EXERCISE TASK: Return each entry exactly, omitting nothing.

DATA SHOWN:

========

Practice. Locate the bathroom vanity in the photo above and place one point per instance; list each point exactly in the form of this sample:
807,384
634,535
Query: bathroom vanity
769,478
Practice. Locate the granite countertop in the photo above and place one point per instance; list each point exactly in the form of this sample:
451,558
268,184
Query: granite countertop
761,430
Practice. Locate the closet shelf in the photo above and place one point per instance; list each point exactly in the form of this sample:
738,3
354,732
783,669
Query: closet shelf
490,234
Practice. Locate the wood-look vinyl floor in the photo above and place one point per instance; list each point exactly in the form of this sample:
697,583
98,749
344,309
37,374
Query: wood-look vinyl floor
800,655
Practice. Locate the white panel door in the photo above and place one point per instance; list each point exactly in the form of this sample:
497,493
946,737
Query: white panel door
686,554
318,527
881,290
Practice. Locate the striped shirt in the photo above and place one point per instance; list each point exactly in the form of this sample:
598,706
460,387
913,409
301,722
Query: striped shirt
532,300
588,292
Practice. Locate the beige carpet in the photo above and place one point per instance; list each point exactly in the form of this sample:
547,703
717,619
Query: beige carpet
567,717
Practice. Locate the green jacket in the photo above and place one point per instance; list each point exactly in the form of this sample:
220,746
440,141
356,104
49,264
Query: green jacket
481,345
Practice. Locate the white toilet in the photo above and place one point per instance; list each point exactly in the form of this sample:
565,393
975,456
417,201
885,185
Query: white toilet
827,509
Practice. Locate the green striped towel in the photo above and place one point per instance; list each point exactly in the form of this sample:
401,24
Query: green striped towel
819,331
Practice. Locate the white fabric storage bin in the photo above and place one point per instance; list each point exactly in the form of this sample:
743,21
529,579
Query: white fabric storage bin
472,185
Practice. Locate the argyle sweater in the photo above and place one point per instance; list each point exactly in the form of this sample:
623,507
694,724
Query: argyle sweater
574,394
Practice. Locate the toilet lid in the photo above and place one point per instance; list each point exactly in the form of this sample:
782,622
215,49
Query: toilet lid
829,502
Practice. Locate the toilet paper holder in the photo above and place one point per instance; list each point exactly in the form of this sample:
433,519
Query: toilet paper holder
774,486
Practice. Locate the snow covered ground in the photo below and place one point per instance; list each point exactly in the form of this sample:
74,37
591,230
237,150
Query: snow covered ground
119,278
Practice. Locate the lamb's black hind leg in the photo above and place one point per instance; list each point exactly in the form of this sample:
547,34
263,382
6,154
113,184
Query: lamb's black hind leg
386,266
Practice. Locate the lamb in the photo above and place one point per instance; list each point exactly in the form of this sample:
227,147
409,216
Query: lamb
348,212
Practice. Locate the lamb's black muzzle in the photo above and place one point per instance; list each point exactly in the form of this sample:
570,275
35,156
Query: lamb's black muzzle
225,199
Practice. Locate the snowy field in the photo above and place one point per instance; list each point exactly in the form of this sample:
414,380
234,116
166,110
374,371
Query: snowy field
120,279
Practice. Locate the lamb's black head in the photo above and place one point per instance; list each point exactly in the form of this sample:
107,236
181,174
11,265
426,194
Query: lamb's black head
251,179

========

SOLUTION TO THE PROBLEM:
Practice. Locate the bathroom vanity in the photo above and place one point per instance; list each point exactly in the form of this sample:
807,384
634,535
Query: bathroom vanity
769,478
Practice. Locate the granite countertop in the photo above and place one point per instance; list each point exactly in the form of this sample:
451,558
268,184
Query: granite countertop
761,430
Practice. Locate the closet shelf in the photo above and place one point per instance; list each point exactly in the form of this sample:
738,3
354,732
783,669
Query: closet shelf
490,234
Practice. Locate the wood-look vinyl floor in the photo above and place one point per instance; list each point exactly in the form of this sample:
697,583
98,749
344,309
37,374
Query: wood-look vinyl floor
800,655
Practice. Locate the white panel door in the photo above and place one point per instance; list each point exactly in the form of this sample:
497,493
946,737
Query: white panel door
686,554
318,527
881,290
Practice. Locate the striped shirt in the photo above and place one point per instance; list each point exactly in the form of this sample:
598,706
460,387
913,409
301,722
Query: striped shirt
532,300
588,292
Practice. Locate the beige carpet in the photo above and place one point per instance; list each point exactly in the form of this sample:
547,703
717,619
Query: beige carpet
567,717
Practice. Locate the green jacket in the photo above and place one point per instance; list each point exactly in the form of this sample:
220,746
440,141
356,104
49,264
Query: green jacket
481,345
Practice. Locate the white toilet in the photo above and place one point per instance; list each point exactly in the form of this sample:
565,393
975,456
417,201
885,185
Query: white toilet
827,509
Practice. Locate the green striped towel in the photo above and place one point per instance; list each point exactly in the form of this sample:
401,24
Query: green striped towel
819,331
Practice. Locate the white fabric storage bin in the photo above and place one point per instance; list each point exactly in the form of this sample:
743,21
529,579
Query: white fabric storage bin
472,185
Practice. Locate the argyle sweater in the photo above and place one point per instance; list each point exactly in the form of this sample:
623,507
694,724
Query: argyle sweater
574,394
Practice. Locate the toilet lid in the photo above and place one point per instance; list each point exactly in the form of this sample:
782,622
215,49
Query: toilet lid
829,502
Practice. Locate the toilet paper holder in the photo above and place one point per instance; list each point exactly in the form of this sample:
433,519
Query: toilet paper holder
774,486
Practice. Locate the snow covered ground in the photo below and place one point per instance; list each point exactly in the form of this sample:
74,37
591,230
237,150
Query: snow covered ground
119,278
Practice. Locate the lamb's black hind leg in the photo above and place one point per instance; list each point exactly in the form of this sample:
547,34
263,382
6,154
113,184
Query: lamb's black hind leg
386,266
Practice. Locate the lamb in the photo above and place one point per instance; list each point exactly in the form of this sample:
227,147
409,216
Query: lamb
348,212
Practice. Locate the lamb's black muzzle in the photo above and place one point per instance; list each point exactly in the form of this sample:
570,275
35,156
Query: lamb's black muzzle
225,199
Practice. Locate the snowy field in the photo above and place one point per instance; list each point exactly in the form of this sample:
414,380
234,116
166,110
374,371
Query: snowy field
120,279
Practice. Locate the lamb's black head in the photo above and place one point per instance; list each point exactly in the form of this sample:
107,236
181,174
11,265
426,194
Query: lamb's black head
251,179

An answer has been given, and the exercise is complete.